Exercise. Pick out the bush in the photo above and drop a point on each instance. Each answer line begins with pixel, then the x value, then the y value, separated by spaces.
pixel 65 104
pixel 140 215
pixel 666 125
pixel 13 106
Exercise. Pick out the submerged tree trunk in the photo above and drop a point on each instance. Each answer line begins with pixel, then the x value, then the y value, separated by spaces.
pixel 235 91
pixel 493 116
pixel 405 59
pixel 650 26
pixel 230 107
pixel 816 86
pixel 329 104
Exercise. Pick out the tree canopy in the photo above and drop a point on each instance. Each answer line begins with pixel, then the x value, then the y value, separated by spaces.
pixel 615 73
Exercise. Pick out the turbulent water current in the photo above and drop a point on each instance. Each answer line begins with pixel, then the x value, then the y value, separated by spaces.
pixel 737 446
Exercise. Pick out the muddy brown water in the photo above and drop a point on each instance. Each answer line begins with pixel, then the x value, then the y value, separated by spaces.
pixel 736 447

-=-=-

Repeat all the material, keeping each line identical.

— FINISHED EXERCISE —
Exercise. Pick out the bush in the photo above and drop a point on each instance. Each answer line begins with pixel, then the x value, then the y value, separated by spaces.
pixel 65 104
pixel 140 215
pixel 666 125
pixel 13 106
Exercise. Pick out the submerged tree trunk in the photo above and drop a point on each instance. Each answer line begins with pixel, then the x value, then the y value, separated by spaces.
pixel 235 91
pixel 493 116
pixel 405 59
pixel 650 26
pixel 230 107
pixel 816 86
pixel 329 104
Exercise. Pick out the tree canopy in the photo above and drop a point on each instance. Each answer line begins with pixel, then the x value, then the y value, separated by spaces.
pixel 615 73
Exercise. Pick out the turbulent water current in the photo above and drop a point on each instance. Each answer line begins with pixel, then the x value, then the y value, separated by spaces.
pixel 737 446
Exercise. Pick out the muddy brown water in the photo above and drop a point on each instance. Each answer line begins with pixel, then the x value, then the y value, separated by spaces.
pixel 736 447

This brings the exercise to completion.